• **THE RECORDS**:
==================================================
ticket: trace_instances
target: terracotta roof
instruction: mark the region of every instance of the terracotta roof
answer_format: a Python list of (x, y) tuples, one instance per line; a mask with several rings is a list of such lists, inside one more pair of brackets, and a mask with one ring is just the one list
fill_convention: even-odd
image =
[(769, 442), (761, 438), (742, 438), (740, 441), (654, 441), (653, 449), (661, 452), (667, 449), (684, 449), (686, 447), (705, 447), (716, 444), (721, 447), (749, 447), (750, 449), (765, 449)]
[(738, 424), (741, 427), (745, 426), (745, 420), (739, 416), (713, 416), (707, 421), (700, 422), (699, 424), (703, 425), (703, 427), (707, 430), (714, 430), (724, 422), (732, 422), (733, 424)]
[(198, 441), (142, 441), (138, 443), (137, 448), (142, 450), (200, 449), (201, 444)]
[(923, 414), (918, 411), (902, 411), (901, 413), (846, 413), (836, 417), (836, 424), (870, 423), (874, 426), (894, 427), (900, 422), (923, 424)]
==================================================
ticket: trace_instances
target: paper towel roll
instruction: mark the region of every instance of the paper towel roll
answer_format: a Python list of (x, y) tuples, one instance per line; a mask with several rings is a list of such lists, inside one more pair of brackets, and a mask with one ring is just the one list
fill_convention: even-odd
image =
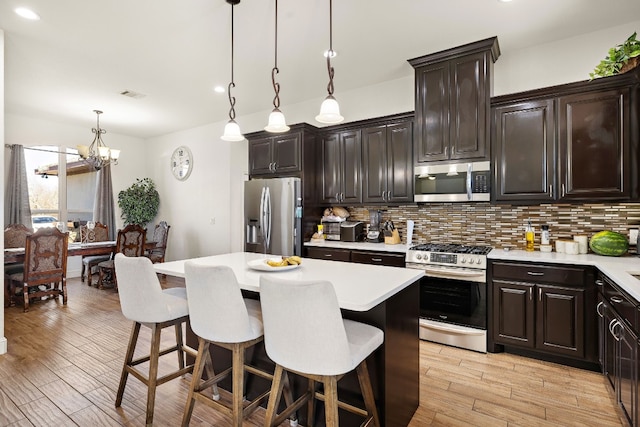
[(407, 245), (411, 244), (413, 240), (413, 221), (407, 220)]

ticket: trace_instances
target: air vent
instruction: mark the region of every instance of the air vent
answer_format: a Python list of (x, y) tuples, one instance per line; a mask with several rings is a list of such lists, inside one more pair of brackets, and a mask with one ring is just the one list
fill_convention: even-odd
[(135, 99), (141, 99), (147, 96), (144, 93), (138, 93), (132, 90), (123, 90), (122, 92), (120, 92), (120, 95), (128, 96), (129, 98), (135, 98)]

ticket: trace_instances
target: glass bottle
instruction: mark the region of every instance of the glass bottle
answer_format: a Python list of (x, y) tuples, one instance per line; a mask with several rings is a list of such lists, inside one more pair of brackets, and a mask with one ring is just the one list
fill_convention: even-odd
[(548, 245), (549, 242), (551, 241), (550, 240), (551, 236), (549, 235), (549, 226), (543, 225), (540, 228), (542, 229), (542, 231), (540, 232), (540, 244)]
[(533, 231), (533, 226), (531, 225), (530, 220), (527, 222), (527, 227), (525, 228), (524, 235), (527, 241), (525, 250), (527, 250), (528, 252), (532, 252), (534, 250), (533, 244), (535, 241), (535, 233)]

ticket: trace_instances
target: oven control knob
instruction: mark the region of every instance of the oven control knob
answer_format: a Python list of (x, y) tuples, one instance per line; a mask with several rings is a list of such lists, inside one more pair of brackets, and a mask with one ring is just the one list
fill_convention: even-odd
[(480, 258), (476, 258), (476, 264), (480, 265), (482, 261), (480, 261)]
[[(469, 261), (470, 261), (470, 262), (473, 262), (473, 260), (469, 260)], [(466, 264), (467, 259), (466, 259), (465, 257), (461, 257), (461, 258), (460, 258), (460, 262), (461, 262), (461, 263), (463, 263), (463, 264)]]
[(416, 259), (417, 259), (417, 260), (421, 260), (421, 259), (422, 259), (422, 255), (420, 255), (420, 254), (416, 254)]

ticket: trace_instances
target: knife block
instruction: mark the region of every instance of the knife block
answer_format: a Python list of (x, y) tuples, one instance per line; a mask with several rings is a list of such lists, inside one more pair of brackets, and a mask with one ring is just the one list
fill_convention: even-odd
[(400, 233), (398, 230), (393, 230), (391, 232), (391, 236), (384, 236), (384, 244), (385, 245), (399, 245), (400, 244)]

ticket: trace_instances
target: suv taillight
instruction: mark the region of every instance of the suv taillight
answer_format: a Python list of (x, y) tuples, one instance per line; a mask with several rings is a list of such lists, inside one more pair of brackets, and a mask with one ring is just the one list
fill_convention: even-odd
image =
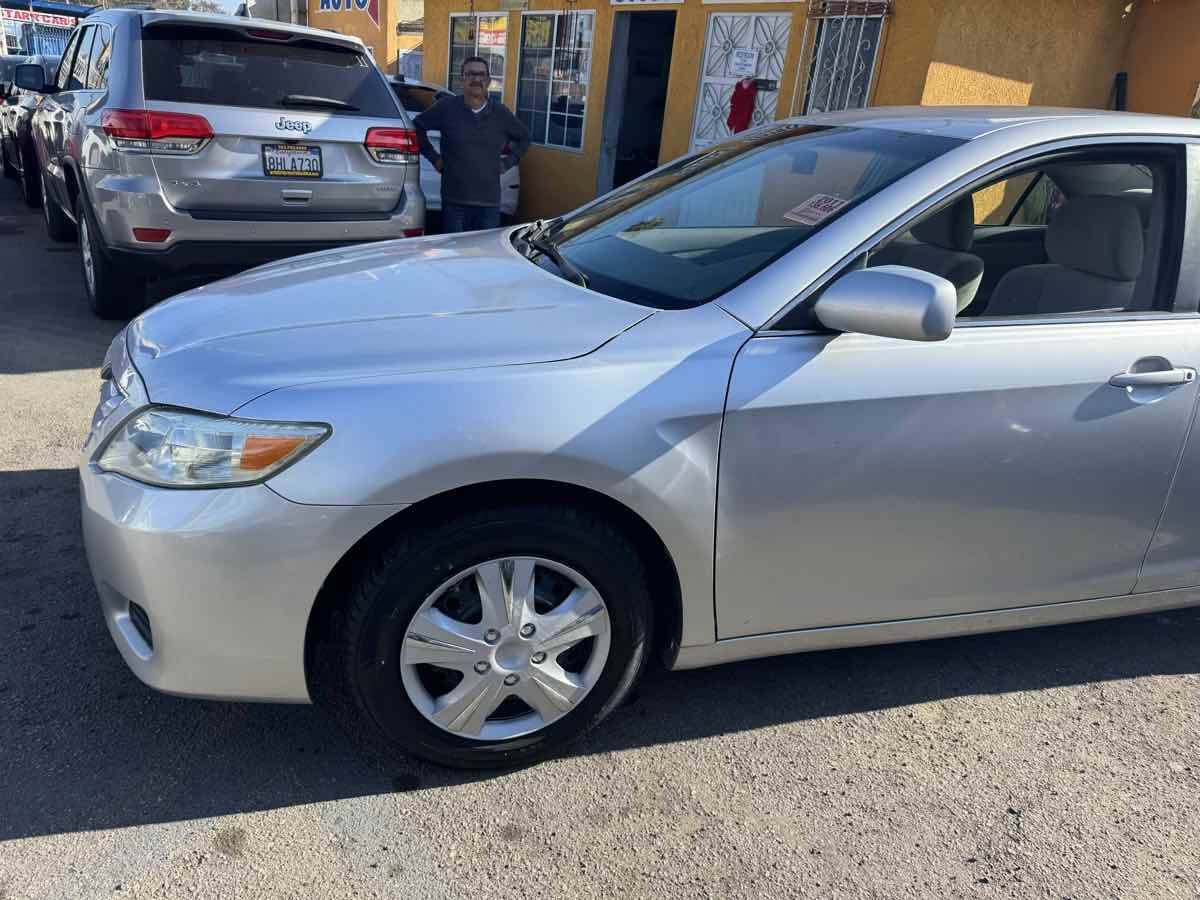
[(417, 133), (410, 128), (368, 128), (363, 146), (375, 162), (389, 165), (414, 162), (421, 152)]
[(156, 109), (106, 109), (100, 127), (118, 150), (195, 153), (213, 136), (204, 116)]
==================================================
• **WHAT TO WORK ON**:
Using the listing above, return word for word each line from the one that has "target: knife block" through the one that has "target: suv taillight", and no line outside that range.

• **EXERCISE RESULT**:
target: knife block
instruction: mark the region of every instance of the knife block
answer_format: a Python list of (x, y) tuples, one instance per line; a mask with several rings is a list of such lists, inside one more pair of brackets, and a mask with one ring is just the one list
fill_convention: even-odd
[(400, 233), (398, 230), (393, 230), (391, 232), (391, 236), (384, 236), (384, 244), (385, 245), (399, 245), (400, 244)]

ticket: trace_instances
target: suv taillight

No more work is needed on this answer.